> [AIM OF THE EXERCISE] Transcribe all records exactly.
_ _ _ _
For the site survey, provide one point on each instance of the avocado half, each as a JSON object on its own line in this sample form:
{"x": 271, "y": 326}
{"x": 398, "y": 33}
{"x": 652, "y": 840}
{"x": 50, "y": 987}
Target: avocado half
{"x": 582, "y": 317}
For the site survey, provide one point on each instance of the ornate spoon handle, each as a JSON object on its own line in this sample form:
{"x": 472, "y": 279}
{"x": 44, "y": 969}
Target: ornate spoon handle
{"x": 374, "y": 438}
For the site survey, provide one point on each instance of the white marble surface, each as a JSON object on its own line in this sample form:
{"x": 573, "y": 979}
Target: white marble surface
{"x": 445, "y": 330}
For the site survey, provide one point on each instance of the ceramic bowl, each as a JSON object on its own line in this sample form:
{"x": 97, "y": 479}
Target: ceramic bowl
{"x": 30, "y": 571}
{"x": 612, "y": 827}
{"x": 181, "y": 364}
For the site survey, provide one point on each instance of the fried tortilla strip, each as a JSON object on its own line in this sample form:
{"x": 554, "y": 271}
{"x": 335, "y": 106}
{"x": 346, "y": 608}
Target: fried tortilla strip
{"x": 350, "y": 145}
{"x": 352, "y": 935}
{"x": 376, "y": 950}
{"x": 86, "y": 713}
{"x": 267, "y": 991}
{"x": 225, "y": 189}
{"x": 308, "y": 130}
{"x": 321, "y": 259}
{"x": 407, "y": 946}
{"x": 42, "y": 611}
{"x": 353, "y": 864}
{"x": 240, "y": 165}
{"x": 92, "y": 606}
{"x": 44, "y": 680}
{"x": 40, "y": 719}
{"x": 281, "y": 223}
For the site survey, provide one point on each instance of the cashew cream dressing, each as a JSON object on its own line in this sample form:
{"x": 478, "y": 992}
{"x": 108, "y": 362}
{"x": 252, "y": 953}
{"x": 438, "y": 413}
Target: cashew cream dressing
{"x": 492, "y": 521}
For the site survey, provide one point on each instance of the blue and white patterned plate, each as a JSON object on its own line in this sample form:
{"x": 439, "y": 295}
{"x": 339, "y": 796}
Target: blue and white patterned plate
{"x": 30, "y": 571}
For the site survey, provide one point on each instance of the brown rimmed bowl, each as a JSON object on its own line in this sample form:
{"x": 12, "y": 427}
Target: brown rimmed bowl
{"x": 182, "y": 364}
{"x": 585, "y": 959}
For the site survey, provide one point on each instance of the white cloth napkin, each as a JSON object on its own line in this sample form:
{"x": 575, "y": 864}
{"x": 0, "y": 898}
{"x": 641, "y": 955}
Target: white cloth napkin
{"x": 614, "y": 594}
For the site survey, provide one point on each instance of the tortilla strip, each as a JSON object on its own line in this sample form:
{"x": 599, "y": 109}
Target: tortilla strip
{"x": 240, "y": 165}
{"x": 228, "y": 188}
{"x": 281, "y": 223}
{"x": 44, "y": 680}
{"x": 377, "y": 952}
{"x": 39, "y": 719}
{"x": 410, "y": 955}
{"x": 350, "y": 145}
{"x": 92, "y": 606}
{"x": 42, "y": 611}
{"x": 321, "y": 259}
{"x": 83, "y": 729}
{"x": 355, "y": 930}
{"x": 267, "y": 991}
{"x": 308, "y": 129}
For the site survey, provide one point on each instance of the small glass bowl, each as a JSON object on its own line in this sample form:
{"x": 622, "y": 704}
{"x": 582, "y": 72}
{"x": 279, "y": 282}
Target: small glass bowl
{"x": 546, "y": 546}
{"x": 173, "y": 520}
_ _ _ _
> [RIGHT ANSWER]
For the site survey, provide one point on each instance of the avocado half, each as a JSON object on its own line in this sample form:
{"x": 271, "y": 326}
{"x": 398, "y": 33}
{"x": 652, "y": 840}
{"x": 50, "y": 987}
Target: avocado half
{"x": 582, "y": 317}
For the site survey, provide one point on each instance of the ornate spoon handle, each as a JSON object on its own line in this sample form:
{"x": 472, "y": 279}
{"x": 44, "y": 969}
Target: ornate spoon handle
{"x": 374, "y": 438}
For the site survey, provide one point on each instance of the white marble surface, each as a JSON object on its own line in this sample form:
{"x": 573, "y": 979}
Target: white marble surface
{"x": 445, "y": 330}
For the site survey, provide one point on each instance of the ceramic bowl, each as a JSON object on its own line in this sample form:
{"x": 97, "y": 479}
Target: ceramic bowl
{"x": 30, "y": 571}
{"x": 612, "y": 827}
{"x": 181, "y": 364}
For the site survey, provide one point on each instance of the fried tortilla strip, each as a JSON object on its own line in this sample form:
{"x": 554, "y": 271}
{"x": 335, "y": 106}
{"x": 346, "y": 608}
Target: fried tortilla strip
{"x": 350, "y": 145}
{"x": 352, "y": 935}
{"x": 376, "y": 950}
{"x": 86, "y": 713}
{"x": 267, "y": 991}
{"x": 225, "y": 189}
{"x": 308, "y": 130}
{"x": 321, "y": 259}
{"x": 407, "y": 946}
{"x": 42, "y": 611}
{"x": 353, "y": 864}
{"x": 240, "y": 165}
{"x": 92, "y": 606}
{"x": 44, "y": 680}
{"x": 40, "y": 719}
{"x": 281, "y": 223}
For the site survey, provide one point on each instance of the cashew cream dressing, each as a JSON object on its own line in this sample form:
{"x": 478, "y": 992}
{"x": 108, "y": 362}
{"x": 252, "y": 953}
{"x": 438, "y": 413}
Target: cashew cream dressing
{"x": 492, "y": 521}
For the site survey, provide one point on each instance of the blue and white patterned plate, each as a JSON object on its own line in this sample form:
{"x": 439, "y": 295}
{"x": 339, "y": 796}
Target: blue and white patterned plate
{"x": 30, "y": 571}
For the site survey, provide one point on each instance of the brown rimmed bowl, each as a JSON object on its own line in this sample form:
{"x": 12, "y": 427}
Target: brown rimmed bowl
{"x": 182, "y": 364}
{"x": 585, "y": 959}
For the site survey, provide one point on each instance of the white cloth napkin, each as a JSON object on its own line in this sample form:
{"x": 575, "y": 864}
{"x": 0, "y": 898}
{"x": 641, "y": 955}
Target: white cloth napkin
{"x": 614, "y": 594}
For the site survey, provide one point on each instance of the tortilla strip, each as a JSON object on its own line in this sample form:
{"x": 599, "y": 109}
Target: tortilla strip
{"x": 240, "y": 165}
{"x": 228, "y": 188}
{"x": 281, "y": 223}
{"x": 44, "y": 680}
{"x": 377, "y": 952}
{"x": 39, "y": 719}
{"x": 410, "y": 955}
{"x": 350, "y": 145}
{"x": 92, "y": 606}
{"x": 42, "y": 611}
{"x": 321, "y": 259}
{"x": 83, "y": 729}
{"x": 355, "y": 930}
{"x": 267, "y": 991}
{"x": 308, "y": 129}
For the site survey, provide one point on each instance of the small glass bowl, each as a JSON object on its own line in this sample form:
{"x": 622, "y": 704}
{"x": 582, "y": 72}
{"x": 279, "y": 282}
Target: small glass bowl
{"x": 546, "y": 546}
{"x": 173, "y": 520}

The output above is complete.